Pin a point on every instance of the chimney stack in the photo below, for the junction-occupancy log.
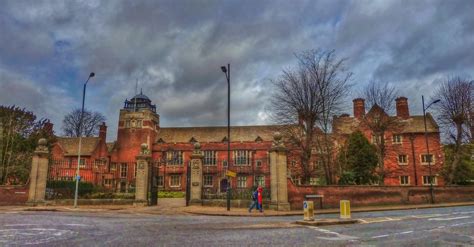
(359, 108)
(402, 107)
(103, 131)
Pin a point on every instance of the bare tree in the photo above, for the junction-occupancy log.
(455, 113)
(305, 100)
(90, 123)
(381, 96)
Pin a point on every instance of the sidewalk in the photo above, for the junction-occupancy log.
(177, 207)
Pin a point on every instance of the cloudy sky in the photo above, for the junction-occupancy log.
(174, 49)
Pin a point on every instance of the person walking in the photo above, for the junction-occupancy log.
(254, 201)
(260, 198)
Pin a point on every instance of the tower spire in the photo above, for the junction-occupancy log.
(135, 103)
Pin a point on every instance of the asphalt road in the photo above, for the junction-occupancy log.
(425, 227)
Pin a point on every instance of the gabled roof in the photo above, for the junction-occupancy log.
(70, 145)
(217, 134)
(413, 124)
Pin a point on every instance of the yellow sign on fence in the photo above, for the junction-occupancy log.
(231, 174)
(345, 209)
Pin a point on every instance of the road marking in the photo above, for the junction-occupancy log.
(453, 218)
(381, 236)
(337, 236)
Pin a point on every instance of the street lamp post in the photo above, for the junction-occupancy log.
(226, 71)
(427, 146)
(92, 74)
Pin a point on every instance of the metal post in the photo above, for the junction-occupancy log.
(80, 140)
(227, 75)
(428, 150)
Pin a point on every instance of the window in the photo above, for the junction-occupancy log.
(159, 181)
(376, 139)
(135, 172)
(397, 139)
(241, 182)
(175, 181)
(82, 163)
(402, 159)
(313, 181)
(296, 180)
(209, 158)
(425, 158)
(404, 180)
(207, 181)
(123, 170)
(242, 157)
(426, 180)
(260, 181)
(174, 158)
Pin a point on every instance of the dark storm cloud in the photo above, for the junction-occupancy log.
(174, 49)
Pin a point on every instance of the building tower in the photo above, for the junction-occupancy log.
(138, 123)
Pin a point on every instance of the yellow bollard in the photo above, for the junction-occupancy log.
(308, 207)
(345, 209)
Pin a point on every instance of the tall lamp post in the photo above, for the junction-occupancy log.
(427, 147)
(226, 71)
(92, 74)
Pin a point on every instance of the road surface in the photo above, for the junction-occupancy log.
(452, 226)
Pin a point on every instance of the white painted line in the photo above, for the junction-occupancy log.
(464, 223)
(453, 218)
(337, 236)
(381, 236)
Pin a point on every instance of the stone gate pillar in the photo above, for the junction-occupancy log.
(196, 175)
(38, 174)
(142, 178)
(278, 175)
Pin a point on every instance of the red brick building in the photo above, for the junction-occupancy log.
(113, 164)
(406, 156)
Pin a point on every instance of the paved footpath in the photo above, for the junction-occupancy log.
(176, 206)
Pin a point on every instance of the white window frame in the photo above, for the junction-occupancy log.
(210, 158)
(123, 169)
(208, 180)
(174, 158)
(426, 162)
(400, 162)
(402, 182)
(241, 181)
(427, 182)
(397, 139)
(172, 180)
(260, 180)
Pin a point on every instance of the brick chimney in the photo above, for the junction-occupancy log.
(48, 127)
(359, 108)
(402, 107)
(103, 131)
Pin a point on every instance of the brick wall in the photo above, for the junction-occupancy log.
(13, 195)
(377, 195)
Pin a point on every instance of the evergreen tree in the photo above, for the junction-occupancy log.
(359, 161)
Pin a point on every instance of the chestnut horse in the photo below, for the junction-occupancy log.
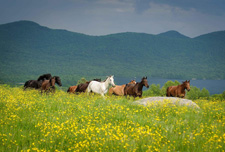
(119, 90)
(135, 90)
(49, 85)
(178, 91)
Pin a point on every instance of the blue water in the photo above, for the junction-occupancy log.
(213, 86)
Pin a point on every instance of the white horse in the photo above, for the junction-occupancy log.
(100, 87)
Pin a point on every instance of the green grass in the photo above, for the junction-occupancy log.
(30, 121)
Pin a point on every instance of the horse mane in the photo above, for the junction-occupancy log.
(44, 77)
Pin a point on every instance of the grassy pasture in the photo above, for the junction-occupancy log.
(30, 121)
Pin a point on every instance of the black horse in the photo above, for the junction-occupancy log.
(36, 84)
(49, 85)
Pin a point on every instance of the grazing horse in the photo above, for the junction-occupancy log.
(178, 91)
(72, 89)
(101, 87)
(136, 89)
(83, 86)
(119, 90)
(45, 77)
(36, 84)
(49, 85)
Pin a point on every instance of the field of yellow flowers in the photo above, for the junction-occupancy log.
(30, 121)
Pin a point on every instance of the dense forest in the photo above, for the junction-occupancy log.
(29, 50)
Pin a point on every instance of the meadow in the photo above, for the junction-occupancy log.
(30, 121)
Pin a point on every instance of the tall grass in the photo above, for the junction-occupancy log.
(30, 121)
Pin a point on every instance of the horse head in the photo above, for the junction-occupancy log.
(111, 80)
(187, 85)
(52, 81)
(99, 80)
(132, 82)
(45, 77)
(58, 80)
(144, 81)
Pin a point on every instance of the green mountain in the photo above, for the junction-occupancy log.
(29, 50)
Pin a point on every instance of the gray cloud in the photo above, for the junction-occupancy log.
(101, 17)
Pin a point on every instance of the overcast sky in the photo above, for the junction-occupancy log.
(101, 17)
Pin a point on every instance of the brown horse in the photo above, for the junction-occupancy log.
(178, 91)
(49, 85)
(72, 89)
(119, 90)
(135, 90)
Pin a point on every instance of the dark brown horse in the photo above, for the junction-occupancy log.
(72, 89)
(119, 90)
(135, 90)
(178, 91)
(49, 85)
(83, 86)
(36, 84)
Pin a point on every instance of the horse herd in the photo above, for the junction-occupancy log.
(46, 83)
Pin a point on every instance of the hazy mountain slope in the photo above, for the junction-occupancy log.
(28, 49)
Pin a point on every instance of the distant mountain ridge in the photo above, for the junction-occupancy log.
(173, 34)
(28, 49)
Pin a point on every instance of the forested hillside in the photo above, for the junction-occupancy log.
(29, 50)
···
## DIRECTIONS
Copy every one of the records above word for word, leaving the pictures out.

## SOLUTION TO THIS TASK
Pin a point on every instance of the chimney stack in the photo below, for the junction-occupancy log.
(359, 108)
(402, 107)
(103, 131)
Pin a point on every instance of the bare tree in the photo above, for the junction-occupancy log.
(455, 113)
(305, 100)
(90, 123)
(381, 96)
Pin a point on every instance of the sidewalk in the photo above, for the junction-occupancy log.
(177, 207)
Pin a point on every instance of the cloudy sky in the photo above, for the junction-occupancy log.
(174, 49)
Pin a point on every instance of the person walking in the photo above, for the junction-occupancy log.
(254, 201)
(260, 198)
Pin a point on every instance of the tower spire in the photo above, for the junction-occupancy log.
(135, 103)
Pin a point on every instance of the asphalt road in the photo above, for the junction-occupancy log.
(425, 227)
Pin a point on every instance of the gabled roof in the photo above, for the junction-occupancy log.
(70, 145)
(217, 134)
(413, 124)
Pin a point on every instance of the yellow sign on fence in the photo above, for the junction-occupancy log.
(231, 174)
(345, 209)
Pin a point on every instance of the road marking in the photo above, for the junction-occupancy log.
(453, 218)
(381, 236)
(337, 236)
Pin a point on every instance of the street lamp post in the photo above, for the junction-occupancy log.
(226, 71)
(427, 146)
(92, 74)
Pin a point on every instance of the metal post in the photo above, for the junction-occupancy log.
(80, 140)
(227, 75)
(428, 150)
Pin a point on every instance of the window in the photo above, for the junction-occupancy log.
(159, 181)
(376, 139)
(135, 172)
(397, 139)
(241, 182)
(175, 181)
(82, 163)
(402, 159)
(313, 181)
(296, 180)
(209, 158)
(425, 158)
(404, 180)
(207, 181)
(123, 170)
(242, 157)
(426, 180)
(260, 181)
(174, 158)
Pin a point on every instance of the dark storm cloud in the photo above, for the junction-occupancy log.
(174, 49)
Pin a point on every instance of the building tower in the photo above, for the junction-occupancy log.
(138, 123)
Pin a point on every instance of the yellow bollard in the photo above, for the junction-occupancy log.
(308, 207)
(345, 209)
Pin a point on every instance of the tall lamp post in the photo above, for the junction-occupancy log.
(427, 147)
(226, 71)
(92, 74)
Pin a point on every instance of the road surface in the photo above, for the junction-occupancy log.
(452, 226)
Pin a point on every instance of the white painted line in the photo above, for the junction-occupancy log.
(464, 223)
(453, 218)
(337, 236)
(381, 236)
Pin a point on every instance of the stone gate pillar in the photo above, for the junction-occupancy log.
(196, 175)
(38, 174)
(142, 178)
(278, 175)
Pin a point on every instance of the red brick building in the photo above, for the junction-occupancy log.
(113, 164)
(406, 156)
Pin a point on every instance of the paved footpath in the photo above, for the junction-occupancy log.
(176, 206)
Pin a point on every instance of the white window frame in the photo above, for the junction-occupancy log.
(210, 158)
(123, 169)
(208, 180)
(174, 158)
(426, 162)
(400, 162)
(402, 182)
(241, 181)
(427, 182)
(397, 139)
(172, 180)
(260, 180)
Pin a point on every instance of the brick chimney in the photo above, for the junction-occupancy log.
(48, 127)
(359, 108)
(402, 107)
(103, 131)
Pin a point on every instance of the brick wall in the photo above, for the junction-occupancy log.
(13, 195)
(377, 195)
Pin a point on every instance of the evergreen tree in the photo above, for the junction-occupancy log.
(359, 161)
Pin a point on every instance of the chestnut horse in the photo below, for the junction-occupancy log.
(119, 90)
(135, 90)
(49, 85)
(178, 91)
Pin a point on every instance of the blue water in the photo above, for the junction-occupancy log.
(213, 86)
Pin a point on every instance of the white horse in the photo above, for the junction-occupancy log.
(100, 87)
Pin a point on every instance of the green grass in the photo above, for the junction-occupancy log.
(30, 121)
Pin a point on every instance of the horse mane in the photo above, for the junction-occupancy log.
(44, 77)
Pin a point on every instance of the grassy pasture in the photo above, for the junction-occupancy log.
(30, 121)
Pin a point on every instance of the black horse in the photo above, for the junction-occupancy log.
(36, 84)
(49, 85)
Pin a point on every instance of the grazing horse in the photo above, for the junction-occupancy log.
(178, 91)
(72, 89)
(101, 87)
(136, 89)
(83, 86)
(119, 90)
(45, 77)
(36, 84)
(49, 85)
Pin a point on every instance of the field of yellow flowers in the photo above, for the junction-occupancy log.
(30, 121)
Pin a point on every instance of the dense forest in the photo above, for the junction-occupancy log.
(29, 50)
Pin a point on every instance of the meadow in the photo above, for the junction-occupancy log.
(30, 121)
Pin a point on every instance of the tall grass in the photo above, for the junction-occupancy log.
(30, 121)
Pin a point on every instance of the horse head in the photo above, for the junction-occupancy log.
(111, 80)
(187, 85)
(52, 81)
(99, 80)
(132, 82)
(45, 77)
(58, 80)
(144, 81)
Pin a point on every instance of the green mountain in the photo above, for the junction-occupancy log.
(29, 50)
Pin a point on every instance of the gray cloud in the photo above, for the junction-occupancy log.
(101, 17)
Pin a point on every instance of the overcast sky in the photo above, for the junction-occupancy log.
(101, 17)
Pin a point on every instance of the brown horse in the photo above, for the junction-occupancy log.
(178, 91)
(49, 85)
(72, 89)
(119, 90)
(135, 90)
Pin a point on every instance of the dark brown horse in the photo above, for the junction-occupancy log.
(72, 89)
(119, 90)
(135, 90)
(178, 91)
(49, 85)
(83, 86)
(36, 84)
Pin a point on every instance of the horse herd in the photo above, for the junction-occupancy log.
(46, 83)
Pin a point on every instance of the hazy mountain slope in the photo above, for the junction-occupancy log.
(28, 49)
Pin a point on every instance of the distant mountain ridge in the photo above, for the junction-occupancy log.
(173, 34)
(28, 49)
Pin a point on every instance of the forested hillside in the photo above, for the junction-occupancy log.
(29, 50)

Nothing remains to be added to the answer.